Pour autant, le contenu des politiques de la mobilité décidées n'est pas toujours convaincant. C'est le cas de trois mesures dont l'entrée en vigueur est imminente et qui concernent la mobilité des Parisiens et des Franciliens en général, celle des habitants du 8e arrondissement en particulier : la "Zone à trafic limité" (ZTL) dans le centre de Paris, la création d'une voie dédiée et la réduction de la vitesse sur le boulevard périphérique, et la nouvelle étape de la "zone à faibles émissions" (ZFE) du Grand Paris. Initialement présentées comme écologiques, ces mesures pourraient en effet être vécues comme d'autant plus punitives et discriminatoires qu'elles oublient manifestement une donnée fondamentale : la mobilité est constitutive du développement urbain.

Lignes de données
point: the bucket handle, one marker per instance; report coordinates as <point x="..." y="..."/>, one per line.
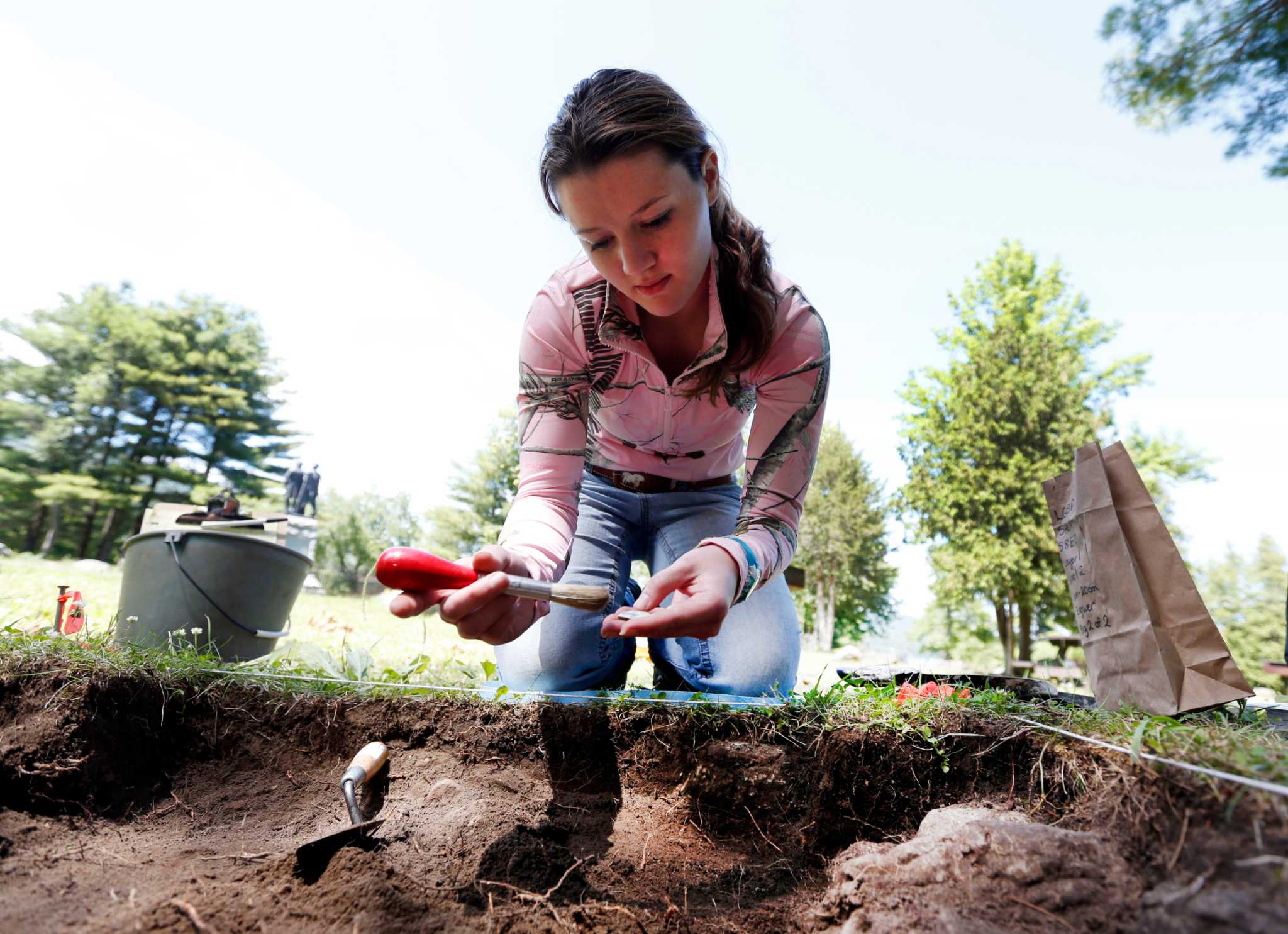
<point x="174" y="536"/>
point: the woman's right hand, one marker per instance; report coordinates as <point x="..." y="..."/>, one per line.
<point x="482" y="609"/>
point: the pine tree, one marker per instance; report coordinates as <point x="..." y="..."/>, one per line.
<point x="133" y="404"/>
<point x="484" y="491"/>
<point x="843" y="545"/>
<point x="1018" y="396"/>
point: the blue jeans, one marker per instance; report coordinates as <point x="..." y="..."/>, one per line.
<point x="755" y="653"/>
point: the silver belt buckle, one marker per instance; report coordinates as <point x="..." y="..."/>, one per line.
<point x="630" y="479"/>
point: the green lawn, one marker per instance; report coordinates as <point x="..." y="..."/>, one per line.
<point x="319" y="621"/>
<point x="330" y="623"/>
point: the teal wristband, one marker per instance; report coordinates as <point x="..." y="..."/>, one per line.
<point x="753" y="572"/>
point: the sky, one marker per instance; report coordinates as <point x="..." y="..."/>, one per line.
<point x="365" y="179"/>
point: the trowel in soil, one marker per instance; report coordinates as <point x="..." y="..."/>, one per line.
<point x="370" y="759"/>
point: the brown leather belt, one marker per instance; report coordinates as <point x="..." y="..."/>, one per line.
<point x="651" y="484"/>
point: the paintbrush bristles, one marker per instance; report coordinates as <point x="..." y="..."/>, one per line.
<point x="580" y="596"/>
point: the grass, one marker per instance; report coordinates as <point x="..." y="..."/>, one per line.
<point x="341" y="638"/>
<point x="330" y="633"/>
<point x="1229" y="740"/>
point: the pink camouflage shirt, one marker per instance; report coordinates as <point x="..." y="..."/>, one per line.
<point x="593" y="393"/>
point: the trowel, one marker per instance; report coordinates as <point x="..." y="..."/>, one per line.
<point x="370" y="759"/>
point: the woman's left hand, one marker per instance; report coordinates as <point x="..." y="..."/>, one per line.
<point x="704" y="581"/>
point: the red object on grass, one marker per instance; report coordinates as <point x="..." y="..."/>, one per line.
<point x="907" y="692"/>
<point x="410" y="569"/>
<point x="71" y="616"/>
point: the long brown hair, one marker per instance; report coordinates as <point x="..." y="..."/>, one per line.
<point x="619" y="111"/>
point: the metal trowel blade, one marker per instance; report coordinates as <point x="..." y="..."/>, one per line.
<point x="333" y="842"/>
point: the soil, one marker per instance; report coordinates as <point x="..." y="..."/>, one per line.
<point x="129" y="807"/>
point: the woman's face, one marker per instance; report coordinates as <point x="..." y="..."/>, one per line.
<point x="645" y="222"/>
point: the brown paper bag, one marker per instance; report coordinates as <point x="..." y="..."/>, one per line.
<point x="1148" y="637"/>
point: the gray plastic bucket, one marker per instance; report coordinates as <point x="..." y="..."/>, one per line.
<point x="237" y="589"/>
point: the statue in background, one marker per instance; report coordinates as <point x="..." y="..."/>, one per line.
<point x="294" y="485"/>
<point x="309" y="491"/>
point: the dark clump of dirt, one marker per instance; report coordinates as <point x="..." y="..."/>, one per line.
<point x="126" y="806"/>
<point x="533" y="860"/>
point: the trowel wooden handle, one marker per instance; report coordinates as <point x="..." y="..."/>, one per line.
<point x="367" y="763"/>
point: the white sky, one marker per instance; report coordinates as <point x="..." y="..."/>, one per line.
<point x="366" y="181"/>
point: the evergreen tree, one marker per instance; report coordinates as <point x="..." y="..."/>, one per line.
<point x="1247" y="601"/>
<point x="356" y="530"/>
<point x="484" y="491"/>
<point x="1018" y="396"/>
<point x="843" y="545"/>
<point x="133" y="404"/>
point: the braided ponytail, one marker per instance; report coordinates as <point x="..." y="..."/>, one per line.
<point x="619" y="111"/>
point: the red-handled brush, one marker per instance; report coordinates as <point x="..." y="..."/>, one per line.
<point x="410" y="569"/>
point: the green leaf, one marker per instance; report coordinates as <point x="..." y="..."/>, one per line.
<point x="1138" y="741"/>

---

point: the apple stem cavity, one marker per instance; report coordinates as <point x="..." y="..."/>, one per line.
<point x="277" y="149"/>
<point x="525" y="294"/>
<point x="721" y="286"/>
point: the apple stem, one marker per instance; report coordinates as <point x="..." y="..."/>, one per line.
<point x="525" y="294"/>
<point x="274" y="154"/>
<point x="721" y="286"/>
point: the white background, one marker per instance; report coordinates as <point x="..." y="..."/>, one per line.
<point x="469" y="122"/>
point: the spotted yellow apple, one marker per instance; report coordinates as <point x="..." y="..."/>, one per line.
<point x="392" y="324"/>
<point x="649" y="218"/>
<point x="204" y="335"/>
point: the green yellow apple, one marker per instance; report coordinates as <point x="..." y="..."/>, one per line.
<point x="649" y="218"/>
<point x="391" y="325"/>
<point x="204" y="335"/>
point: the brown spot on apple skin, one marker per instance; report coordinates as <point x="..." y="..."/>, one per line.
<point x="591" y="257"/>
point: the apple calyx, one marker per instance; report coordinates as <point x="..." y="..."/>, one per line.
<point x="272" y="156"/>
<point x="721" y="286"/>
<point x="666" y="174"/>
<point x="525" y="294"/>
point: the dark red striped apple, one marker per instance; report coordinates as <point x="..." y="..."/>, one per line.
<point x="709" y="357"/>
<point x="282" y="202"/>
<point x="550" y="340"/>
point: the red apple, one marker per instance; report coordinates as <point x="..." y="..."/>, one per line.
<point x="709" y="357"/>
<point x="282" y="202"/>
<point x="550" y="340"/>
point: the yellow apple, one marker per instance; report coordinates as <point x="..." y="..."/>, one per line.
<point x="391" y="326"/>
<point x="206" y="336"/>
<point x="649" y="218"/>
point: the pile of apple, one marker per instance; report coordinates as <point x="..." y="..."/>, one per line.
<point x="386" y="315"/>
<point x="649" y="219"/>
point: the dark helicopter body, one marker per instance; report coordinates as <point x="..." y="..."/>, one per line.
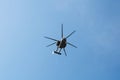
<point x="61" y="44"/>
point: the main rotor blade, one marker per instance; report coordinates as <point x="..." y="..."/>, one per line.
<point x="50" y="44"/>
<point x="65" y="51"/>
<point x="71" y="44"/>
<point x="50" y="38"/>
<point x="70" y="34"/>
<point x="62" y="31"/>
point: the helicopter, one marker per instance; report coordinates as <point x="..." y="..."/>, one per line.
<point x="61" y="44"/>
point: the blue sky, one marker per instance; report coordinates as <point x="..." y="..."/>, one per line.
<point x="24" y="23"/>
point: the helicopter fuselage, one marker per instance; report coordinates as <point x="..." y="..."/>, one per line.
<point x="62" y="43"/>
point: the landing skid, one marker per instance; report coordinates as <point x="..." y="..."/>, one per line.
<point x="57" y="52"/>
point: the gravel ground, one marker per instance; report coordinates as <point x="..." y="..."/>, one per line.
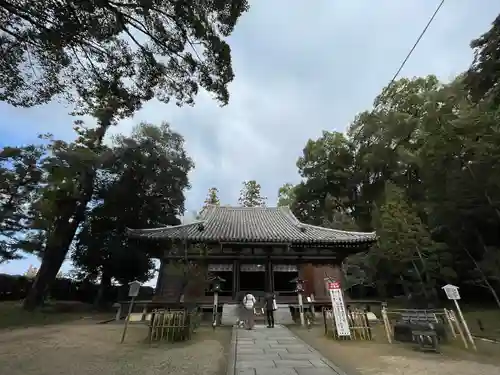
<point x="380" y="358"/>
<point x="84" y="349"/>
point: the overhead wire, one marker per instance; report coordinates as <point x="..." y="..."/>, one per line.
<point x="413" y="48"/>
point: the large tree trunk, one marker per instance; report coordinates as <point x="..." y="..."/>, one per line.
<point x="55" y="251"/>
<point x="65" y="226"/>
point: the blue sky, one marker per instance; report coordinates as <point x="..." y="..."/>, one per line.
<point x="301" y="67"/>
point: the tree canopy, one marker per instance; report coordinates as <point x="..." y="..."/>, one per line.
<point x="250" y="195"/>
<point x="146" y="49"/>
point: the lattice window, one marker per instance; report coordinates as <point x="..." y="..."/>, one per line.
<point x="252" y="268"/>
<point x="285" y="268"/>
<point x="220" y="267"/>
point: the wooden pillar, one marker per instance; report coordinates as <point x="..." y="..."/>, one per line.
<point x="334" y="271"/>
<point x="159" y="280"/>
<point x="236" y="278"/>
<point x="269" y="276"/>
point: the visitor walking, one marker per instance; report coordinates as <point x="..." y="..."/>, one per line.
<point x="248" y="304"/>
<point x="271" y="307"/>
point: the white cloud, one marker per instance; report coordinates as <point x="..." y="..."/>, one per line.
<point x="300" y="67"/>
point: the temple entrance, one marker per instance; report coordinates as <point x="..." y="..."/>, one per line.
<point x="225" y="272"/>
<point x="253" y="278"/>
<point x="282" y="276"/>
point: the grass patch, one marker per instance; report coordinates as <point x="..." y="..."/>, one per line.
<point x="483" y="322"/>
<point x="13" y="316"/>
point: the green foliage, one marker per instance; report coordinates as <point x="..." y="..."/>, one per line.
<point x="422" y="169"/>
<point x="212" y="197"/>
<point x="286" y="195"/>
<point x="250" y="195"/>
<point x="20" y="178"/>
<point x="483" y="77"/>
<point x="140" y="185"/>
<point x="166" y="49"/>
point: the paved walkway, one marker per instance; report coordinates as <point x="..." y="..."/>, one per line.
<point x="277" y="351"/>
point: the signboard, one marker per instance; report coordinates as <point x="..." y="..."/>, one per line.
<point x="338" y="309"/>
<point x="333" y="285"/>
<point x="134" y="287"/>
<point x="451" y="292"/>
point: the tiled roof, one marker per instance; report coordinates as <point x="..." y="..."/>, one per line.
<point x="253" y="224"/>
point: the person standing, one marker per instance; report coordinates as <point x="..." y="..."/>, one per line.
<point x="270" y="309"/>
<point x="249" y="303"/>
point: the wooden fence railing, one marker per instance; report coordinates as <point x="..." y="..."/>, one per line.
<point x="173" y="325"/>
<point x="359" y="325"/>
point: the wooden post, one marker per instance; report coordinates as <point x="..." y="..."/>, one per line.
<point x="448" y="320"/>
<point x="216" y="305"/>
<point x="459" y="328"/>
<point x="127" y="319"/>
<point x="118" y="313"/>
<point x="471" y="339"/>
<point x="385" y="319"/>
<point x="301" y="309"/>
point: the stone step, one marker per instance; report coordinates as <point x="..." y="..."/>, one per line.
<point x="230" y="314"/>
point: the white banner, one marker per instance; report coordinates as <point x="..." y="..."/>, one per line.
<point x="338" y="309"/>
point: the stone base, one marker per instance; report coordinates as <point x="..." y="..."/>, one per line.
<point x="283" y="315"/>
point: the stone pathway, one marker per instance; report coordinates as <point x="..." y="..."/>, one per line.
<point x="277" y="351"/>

Vos consignes
A - Reformulez de manière plus concise le paragraphe de l'extrait sur la mobilité à Paris qui débute par « Pour autant, le contenu », sans perdre ses informations essentielles.
B - Poursuivez l'extrait sur la mobilité à Paris à partir de sa dernière phrase.
Les données n'ont aucun lien avec l'extrait sur la mobilité à Paris.

Réponses finales
A - Les politiques de mobilité décidées ne convainquent pas toujours. C'est le cas de trois mesures sur le point d'entrer en vigueur, qui touchent les Parisiens, les Franciliens et en particulier les habitants du 8e arrondissement : la zone à trafic limité (ZTL) dans le centre de Paris, la voie dédiée et la baisse de la vitesse sur le boulevard périphérique, ainsi que la nouvelle étape de la zone à faibles émissions (ZFE) du Grand Paris. D'abord présentées comme écologiques, elles risquent d'être ressenties comme punitives et discriminatoires, car elles négligent que la mobilité est constitutive du développement urbain.

B -
Les dommages collatéraux de la ZTL pour le 8e
Nous avions alerté sur ce sujet dès 2021. Si la création d'une "Zone à trafic limité" (ZTL) dans le centre de Paris, dite “zone apaisée Paris Centre & Saint-Germain”, tarde depuis sa première annonce en 2020, puis le lancement d'une consultation en 2021, la Maire de Paris l'a récemment confirmée pour 2024. Dans le périmètre proposé, qui comprend le secteur "Paris Centre" (les 1er, 2e, 3e et 4e arrondissements) et les rues des 5e, 6e et 7e arrondissements situées au Nord du Boulevard Saint-Germain, il est projeté d’interdire le "trafic de transit" (les véhicules traversant la zone sans s’y arrêter) pour réserver la circulation à certaines catégories d’usagers (riverains, vélos, transports en commun, livreurs, artisans, etc.). Selon la Ville de Paris, environ 180 000 véhicules circuleraient chaque jour dans le secteur et le trafic de transit représenterait entre 40% et 60% du trafic total suivant les heures.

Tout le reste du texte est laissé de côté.